WORK TO COMPLETE: Type out the records that follow, exactly as given.

**********

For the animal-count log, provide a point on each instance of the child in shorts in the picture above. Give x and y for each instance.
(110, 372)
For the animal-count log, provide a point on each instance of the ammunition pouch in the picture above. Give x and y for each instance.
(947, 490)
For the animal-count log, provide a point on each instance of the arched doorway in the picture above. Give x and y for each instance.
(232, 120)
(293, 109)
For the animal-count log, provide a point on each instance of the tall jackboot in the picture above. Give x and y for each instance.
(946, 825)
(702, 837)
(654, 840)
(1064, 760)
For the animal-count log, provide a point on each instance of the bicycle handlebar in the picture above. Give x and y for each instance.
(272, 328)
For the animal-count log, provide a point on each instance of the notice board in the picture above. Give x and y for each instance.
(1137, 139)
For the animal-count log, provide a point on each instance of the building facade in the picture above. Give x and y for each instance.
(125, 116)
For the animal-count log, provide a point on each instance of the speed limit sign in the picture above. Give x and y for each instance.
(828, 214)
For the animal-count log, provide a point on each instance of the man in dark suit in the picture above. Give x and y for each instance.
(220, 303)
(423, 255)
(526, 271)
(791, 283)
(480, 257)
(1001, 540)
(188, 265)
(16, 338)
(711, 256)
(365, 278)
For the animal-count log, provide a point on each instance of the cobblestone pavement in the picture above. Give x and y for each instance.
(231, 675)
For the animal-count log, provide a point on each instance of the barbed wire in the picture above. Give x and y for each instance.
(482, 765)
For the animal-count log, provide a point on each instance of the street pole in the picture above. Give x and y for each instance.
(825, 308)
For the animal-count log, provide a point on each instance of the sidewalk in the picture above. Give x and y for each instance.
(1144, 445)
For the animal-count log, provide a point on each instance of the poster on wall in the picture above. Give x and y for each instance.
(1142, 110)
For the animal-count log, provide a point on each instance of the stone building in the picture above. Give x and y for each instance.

**********

WRITTEN SOLUTION:
For the animal-count log, provide a point on each instance of the child in shorts in the picture above. Give x and y for each instance.
(110, 372)
For the animal-count log, provide a point on each instance of the ammunition pouch in the picture above. Give x and y for each instance.
(947, 490)
For the animal-count log, provide a point on each instance of the arched doorway in the picture above. Give x and y for each instance.
(232, 120)
(293, 109)
For the animal-count log, provide a point on each instance of the tall jackboot in the picture above. Give x and y for each instance.
(946, 825)
(702, 837)
(654, 840)
(1064, 760)
For the animal-count log, provide a point on each instance of the bicycle handlebar in the picture above. Give x and y for each instance.
(272, 328)
For the animal-count log, provide a point on each instance of the notice board in the picture above. Give x and y for each instance.
(1137, 139)
For the animal-count log, provide a point on each instance of the building facade in the picture above. Give x and y for each instance.
(125, 116)
For the animal-count log, provide a point on each instance of the speed limit sign in the picture above. Give x and y for each instance.
(828, 214)
For the animal-count log, provide a point on each instance of the man in dark suit in the picture above. Give x and y for each instance.
(220, 303)
(423, 255)
(526, 271)
(791, 283)
(480, 257)
(1001, 540)
(188, 265)
(16, 338)
(711, 256)
(365, 278)
For the animal-count log, provide a point on each instance of the cobblestone pavement in the picture above. Give x and y for each instance.
(231, 675)
For the animal-count log, provide a point on each instance of the barbed wire in the picture above. Give x and y for each instance.
(482, 765)
For the animal-count log, provide a point on each instance of the street pole in the picture above. Give x and y for each instance.
(825, 308)
For the animal-count log, provide a point on each instance of the sidewalk in the picture above. Give x and y for each instance.
(1144, 445)
For the animal-count log, provide a point on each instance of the poster on wall in the picture above. Give x and y for each instance.
(1142, 110)
For the animal-count log, provide a point on each instance of the stone building in the picture above. Give x and y for each instance.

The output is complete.